(STATED PROBLEM):
Return every record verbatim.

(RECORDS SUPPLIED):

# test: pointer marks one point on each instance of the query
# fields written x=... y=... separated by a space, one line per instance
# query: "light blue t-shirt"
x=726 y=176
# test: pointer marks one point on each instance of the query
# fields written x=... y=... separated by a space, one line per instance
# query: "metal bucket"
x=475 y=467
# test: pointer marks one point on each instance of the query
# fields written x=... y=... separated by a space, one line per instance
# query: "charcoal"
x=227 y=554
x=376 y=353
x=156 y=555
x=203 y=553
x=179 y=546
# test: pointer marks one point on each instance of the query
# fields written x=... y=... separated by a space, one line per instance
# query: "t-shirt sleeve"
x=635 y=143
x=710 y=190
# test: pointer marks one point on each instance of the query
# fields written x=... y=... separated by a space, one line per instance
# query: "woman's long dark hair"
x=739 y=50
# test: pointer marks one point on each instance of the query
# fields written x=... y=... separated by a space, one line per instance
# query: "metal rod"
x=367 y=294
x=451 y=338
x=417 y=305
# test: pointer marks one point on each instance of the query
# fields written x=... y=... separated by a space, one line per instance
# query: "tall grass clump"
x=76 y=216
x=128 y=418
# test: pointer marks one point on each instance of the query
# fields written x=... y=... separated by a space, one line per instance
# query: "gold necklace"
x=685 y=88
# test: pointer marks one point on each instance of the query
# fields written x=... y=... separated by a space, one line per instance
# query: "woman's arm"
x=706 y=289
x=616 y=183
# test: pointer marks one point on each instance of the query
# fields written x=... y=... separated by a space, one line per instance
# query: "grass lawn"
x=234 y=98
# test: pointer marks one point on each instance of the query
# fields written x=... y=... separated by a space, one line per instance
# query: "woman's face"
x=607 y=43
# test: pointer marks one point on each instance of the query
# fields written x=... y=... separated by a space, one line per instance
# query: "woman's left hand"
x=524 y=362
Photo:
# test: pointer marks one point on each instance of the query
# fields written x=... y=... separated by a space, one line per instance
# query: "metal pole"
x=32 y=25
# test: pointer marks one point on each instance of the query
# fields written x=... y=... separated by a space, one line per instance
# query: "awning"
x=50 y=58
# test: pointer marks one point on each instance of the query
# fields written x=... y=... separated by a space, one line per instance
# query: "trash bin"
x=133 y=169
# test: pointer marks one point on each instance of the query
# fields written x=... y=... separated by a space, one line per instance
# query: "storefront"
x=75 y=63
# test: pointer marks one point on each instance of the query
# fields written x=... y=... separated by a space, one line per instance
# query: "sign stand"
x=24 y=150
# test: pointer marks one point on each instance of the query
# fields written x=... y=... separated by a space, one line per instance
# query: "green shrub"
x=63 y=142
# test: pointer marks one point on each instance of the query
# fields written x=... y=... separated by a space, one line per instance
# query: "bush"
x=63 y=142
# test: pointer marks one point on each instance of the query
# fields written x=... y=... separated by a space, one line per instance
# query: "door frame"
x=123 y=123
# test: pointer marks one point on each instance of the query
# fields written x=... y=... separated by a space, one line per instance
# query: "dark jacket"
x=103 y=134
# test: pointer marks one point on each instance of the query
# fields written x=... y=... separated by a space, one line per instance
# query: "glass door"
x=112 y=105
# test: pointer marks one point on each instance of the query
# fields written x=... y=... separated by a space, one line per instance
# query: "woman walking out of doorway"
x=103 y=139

(REPLY):
# test: pointer marks one point on each instance of the query
# fields written x=... y=... separated by a space, one line per instance
# query: "light blue t-shirt"
x=726 y=176
# test: pointer marks one point on each instance of the query
# fields written x=... y=... separated by a space, one line per instance
# query: "metal bucket"
x=475 y=467
# test: pointer marks one point on each instance of the query
# fields written x=... y=... separated by a space, one line per instance
# query: "charcoal"
x=227 y=554
x=376 y=353
x=156 y=555
x=203 y=553
x=179 y=546
# test: pointer marks one point on each instance of the query
# fields written x=... y=... separated by a space, one line per instance
# query: "t-shirt sleeve"
x=635 y=143
x=710 y=190
# test: pointer marks one point on each instance of the query
# fields written x=... y=... separated by a space, one line per instance
# query: "woman's long dark hair"
x=739 y=50
# test: pointer marks one point on each instance of the query
# fields written x=... y=... separated by a space, one line per instance
# query: "metal rod"
x=367 y=294
x=451 y=338
x=417 y=305
# test: pointer marks one point on each instance of the query
# fields written x=... y=... separated by a space, one line per instance
# query: "tall grass clump"
x=76 y=216
x=128 y=418
# test: pointer marks one point on each instance of the query
# fields written x=... y=... separated by a space, one line per instance
# query: "gold necklace"
x=685 y=88
# test: pointer marks one point on each instance of the query
# fields written x=... y=... separated by a space, one line per instance
# query: "woman's arm"
x=706 y=289
x=616 y=183
# test: pointer marks one point on each instance of the query
# fields written x=... y=... separated by a space, one line per instance
# query: "grass lawn"
x=234 y=98
# test: pointer marks one point on each instance of the query
# fields written x=... y=... separated by a space, one line per instance
# query: "woman's face"
x=607 y=43
# test: pointer marks one point on each instance of the query
# fields written x=... y=... separated by a space, one line per instance
# query: "woman's left hand"
x=524 y=362
Photo:
# test: pointer marks one point on each instance of the query
# fields written x=... y=... separated by a space, one line per instance
# query: "metal pole"
x=32 y=25
# test: pointer marks one point on each instance of the query
# fields written x=... y=... separated by a space, one line per instance
# query: "awning"
x=50 y=58
# test: pointer marks one point on each instance of the query
# fields written x=... y=... separated by a space, one line per instance
# query: "trash bin"
x=133 y=169
# test: pointer marks one point on each instance of the query
# fields written x=... y=... separated by a space, one line per instance
# query: "storefront"
x=75 y=63
# test: pointer marks one point on each instance of the query
# fields written x=... y=... separated by a space, one line per instance
# query: "sign stand"
x=24 y=150
# test: pointer marks one point on each instance of the query
# fields written x=... y=... separated by a space, one line per instance
# query: "green shrub"
x=63 y=142
# test: pointer marks one point on each instance of the query
# fields written x=... y=... separated by a space, one line per instance
# query: "bush"
x=63 y=142
# test: pointer marks one point on each instance of the query
# fields written x=... y=... separated by a space, one line per instance
# query: "door frame"
x=123 y=123
# test: pointer marks one point on each instance of the query
# fields written x=... y=... separated by a space, one line per instance
# query: "dark jacket"
x=103 y=134
# test: pointer marks one point on each instance of the query
# fields written x=... y=... separated by a space, one line per instance
# query: "glass door"
x=112 y=105
# test: pointer marks one point on each instance of the query
# fields written x=... y=... separated by a space, one line per instance
# query: "woman walking out of doorway"
x=103 y=139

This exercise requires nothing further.